In summer 2012, when Pamela Caughie and I were proofreading transcriptions of the essays to be included in Woolf Online, I noticed something peculiar. “What is it with Virginia Woolf and donkeys?” I asked. In seemingly every essay we encountered, there was a donkey. And once we started noticing them, they were everywhere. My inbox was soon brimful of emails from Pamela reporting new donkey sightings. Woolf may not have written a novel without one, to say nothing of the hundreds of references scattered throughout her letters, diaries, and essays. The question, once we were confronted with this wealth of examples, became what to do with them. So what is it with Virginia Woolf and donkeys?

In A Room of One's Own (1929), Woolf's narrator describes how receiving an income of five hundred pounds a year from her aunt relieved her of the burden of making her “living by cadging odd jobs from newspapers, by reporting a donkey show here or a wedding there” (37). Oddly, Woolf never quite seems to have left the donkey show behind. With the recent emergence of animal studies, scholars have examined her literary treatments of companion species such as dogs and horses, as well as reptiles, amphibians, and insects. No one, however, has yet given sustained attention to donkeys.

_PROVIDED DATA_
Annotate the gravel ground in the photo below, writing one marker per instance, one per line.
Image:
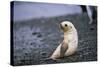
(36, 39)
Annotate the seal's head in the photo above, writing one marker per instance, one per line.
(66, 26)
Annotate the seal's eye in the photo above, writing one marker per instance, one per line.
(65, 25)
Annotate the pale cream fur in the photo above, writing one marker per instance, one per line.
(70, 37)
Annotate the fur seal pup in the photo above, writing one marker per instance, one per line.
(70, 42)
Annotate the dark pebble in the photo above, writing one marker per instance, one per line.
(39, 35)
(34, 33)
(43, 53)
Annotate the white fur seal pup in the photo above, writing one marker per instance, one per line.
(70, 42)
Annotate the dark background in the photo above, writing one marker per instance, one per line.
(36, 33)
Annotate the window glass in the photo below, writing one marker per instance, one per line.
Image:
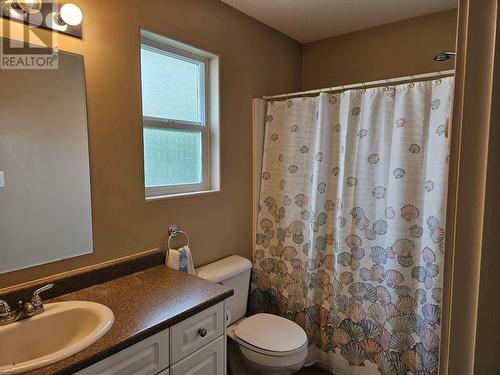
(172, 157)
(171, 86)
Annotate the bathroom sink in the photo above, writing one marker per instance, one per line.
(63, 329)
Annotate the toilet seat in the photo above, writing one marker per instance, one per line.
(270, 335)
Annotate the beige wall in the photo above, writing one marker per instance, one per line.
(392, 50)
(219, 224)
(487, 351)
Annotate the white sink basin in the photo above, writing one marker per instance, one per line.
(63, 329)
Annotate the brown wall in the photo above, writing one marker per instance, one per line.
(219, 224)
(487, 351)
(393, 50)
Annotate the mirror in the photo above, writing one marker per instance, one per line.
(45, 201)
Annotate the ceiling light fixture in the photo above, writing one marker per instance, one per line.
(69, 14)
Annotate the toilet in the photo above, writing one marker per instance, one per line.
(259, 344)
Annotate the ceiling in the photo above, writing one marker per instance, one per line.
(310, 20)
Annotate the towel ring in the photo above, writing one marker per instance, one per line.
(175, 231)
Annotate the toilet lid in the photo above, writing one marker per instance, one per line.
(271, 333)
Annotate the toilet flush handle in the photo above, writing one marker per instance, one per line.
(202, 332)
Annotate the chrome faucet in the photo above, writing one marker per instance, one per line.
(25, 310)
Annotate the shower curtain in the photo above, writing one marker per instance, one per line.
(350, 235)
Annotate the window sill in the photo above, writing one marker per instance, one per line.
(181, 195)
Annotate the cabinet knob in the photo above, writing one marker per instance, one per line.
(202, 332)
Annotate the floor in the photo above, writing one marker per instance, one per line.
(313, 370)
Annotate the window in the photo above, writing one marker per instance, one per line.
(180, 117)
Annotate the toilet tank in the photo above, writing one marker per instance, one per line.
(233, 272)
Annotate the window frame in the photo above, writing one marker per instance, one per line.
(203, 127)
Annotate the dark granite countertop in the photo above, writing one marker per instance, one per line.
(144, 303)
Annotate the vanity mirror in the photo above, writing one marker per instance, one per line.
(45, 200)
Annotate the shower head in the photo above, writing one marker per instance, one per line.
(443, 56)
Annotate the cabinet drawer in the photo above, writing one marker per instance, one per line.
(147, 357)
(208, 360)
(195, 332)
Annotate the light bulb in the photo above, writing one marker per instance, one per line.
(71, 14)
(29, 6)
(52, 21)
(12, 11)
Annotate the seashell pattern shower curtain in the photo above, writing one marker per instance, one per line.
(350, 237)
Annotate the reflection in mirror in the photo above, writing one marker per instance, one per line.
(45, 203)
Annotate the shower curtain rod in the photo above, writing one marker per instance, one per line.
(412, 78)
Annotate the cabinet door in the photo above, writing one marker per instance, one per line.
(193, 333)
(148, 357)
(208, 360)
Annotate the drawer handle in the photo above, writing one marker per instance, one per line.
(202, 332)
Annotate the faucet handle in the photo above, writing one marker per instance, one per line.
(36, 300)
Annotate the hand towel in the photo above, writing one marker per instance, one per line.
(181, 260)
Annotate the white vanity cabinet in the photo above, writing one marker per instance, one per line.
(195, 346)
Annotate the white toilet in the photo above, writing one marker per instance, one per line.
(260, 344)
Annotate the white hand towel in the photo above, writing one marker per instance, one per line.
(181, 260)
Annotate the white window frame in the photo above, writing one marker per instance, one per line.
(203, 127)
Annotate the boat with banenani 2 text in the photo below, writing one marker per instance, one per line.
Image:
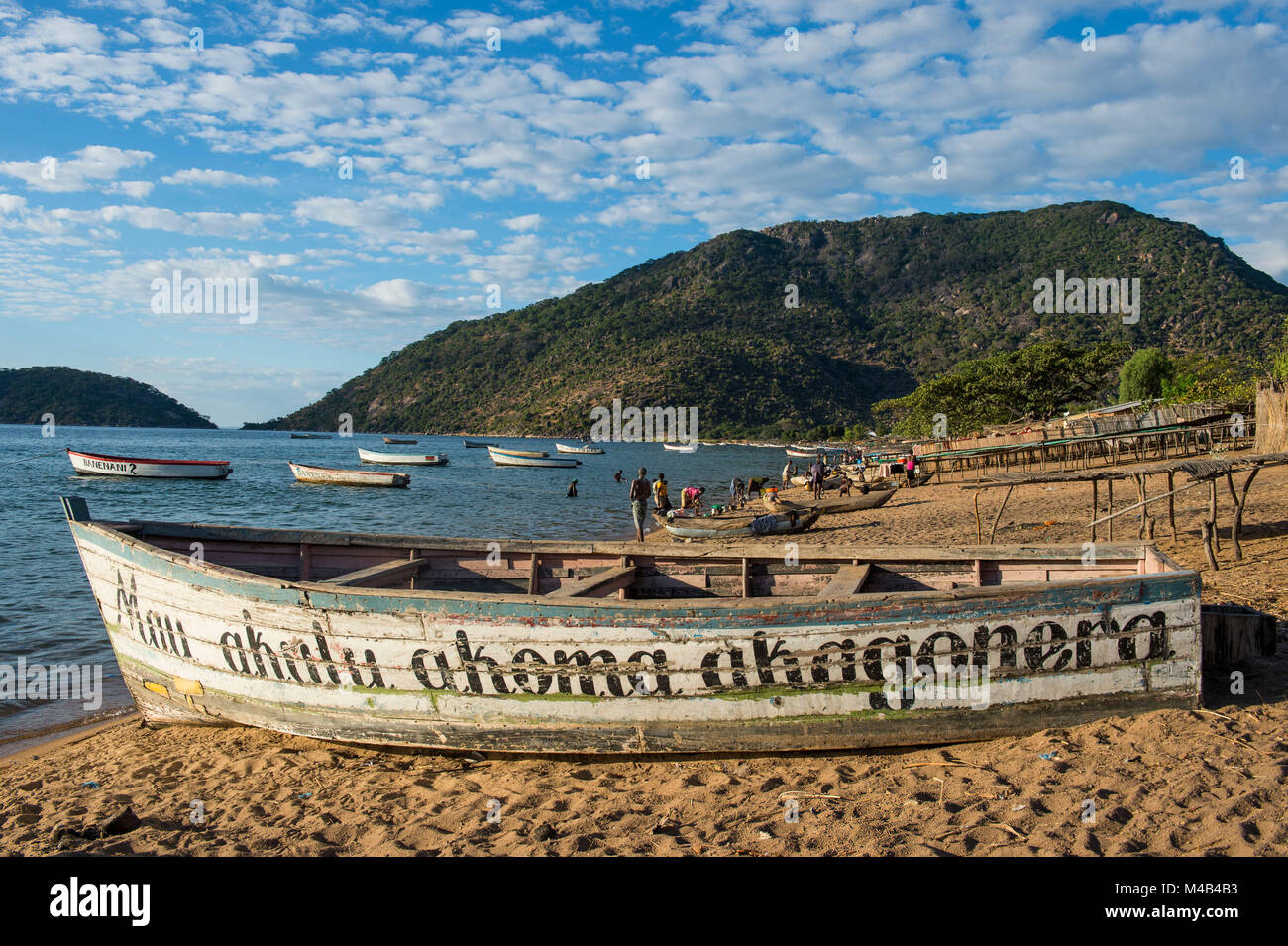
(149, 468)
(622, 648)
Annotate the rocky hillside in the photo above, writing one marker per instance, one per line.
(884, 304)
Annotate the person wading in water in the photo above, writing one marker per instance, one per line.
(640, 489)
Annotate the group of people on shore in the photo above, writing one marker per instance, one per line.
(642, 488)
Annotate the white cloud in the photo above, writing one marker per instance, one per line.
(527, 222)
(91, 163)
(211, 177)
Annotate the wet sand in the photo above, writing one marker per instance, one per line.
(1166, 783)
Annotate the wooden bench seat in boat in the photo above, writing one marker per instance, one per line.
(376, 576)
(597, 584)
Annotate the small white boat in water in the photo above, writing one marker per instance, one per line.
(147, 468)
(526, 459)
(579, 448)
(347, 477)
(415, 459)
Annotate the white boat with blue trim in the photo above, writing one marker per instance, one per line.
(626, 648)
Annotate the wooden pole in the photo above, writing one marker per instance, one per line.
(1216, 540)
(1095, 507)
(1109, 508)
(1171, 502)
(1237, 514)
(1129, 508)
(999, 516)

_COMPLETE THE FOLLOWING_
1. In the passage on Woolf and donkeys, what yearly income does the narrator of A Room of One's Own receive from an aunt?
2. Reproduce the Woolf and donkeys passage word for word from "In summer 2012, when" to "So what is it with Virginia Woolf and donkeys?".
The records were gathered from a different source than the passage.

_RESULTS BY TASK_
1. Five hundred pounds a year.

2.
In summer 2012, when Pamela Caughie and I were proofreading transcriptions of the essays to be included in Woolf Online, I noticed something peculiar. “What is it with Virginia Woolf and donkeys?” I asked. In seemingly every essay we encountered, there was a donkey. And once we started noticing them, they were everywhere. My inbox was soon brimful of emails from Pamela reporting new donkey sightings. Woolf may not have written a novel without one, to say nothing of the hundreds of references scattered throughout her letters, diaries, and essays. The question, once we were confronted with this wealth of examples, became what to do with them. So what is it with Virginia Woolf and donkeys?